- **Input for this task**
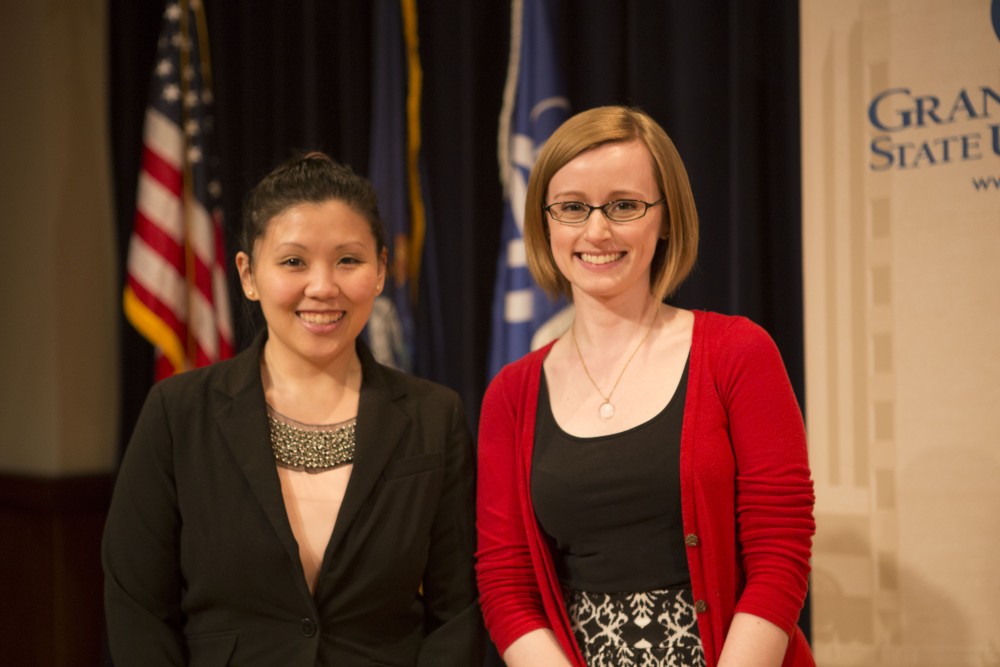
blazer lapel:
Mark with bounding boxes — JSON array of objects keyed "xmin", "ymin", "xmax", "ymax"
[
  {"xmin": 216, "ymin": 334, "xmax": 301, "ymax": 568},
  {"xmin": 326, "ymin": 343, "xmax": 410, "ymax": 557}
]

- **Stated problem**
Copy the text of the rows above word for word, leaving out the pictures.

- **Reply to the task**
blazer lapel:
Mark with bounding boxes — JSON array of objects keyed "xmin", "ymin", "xmax", "ymax"
[
  {"xmin": 216, "ymin": 334, "xmax": 301, "ymax": 568},
  {"xmin": 326, "ymin": 343, "xmax": 410, "ymax": 557}
]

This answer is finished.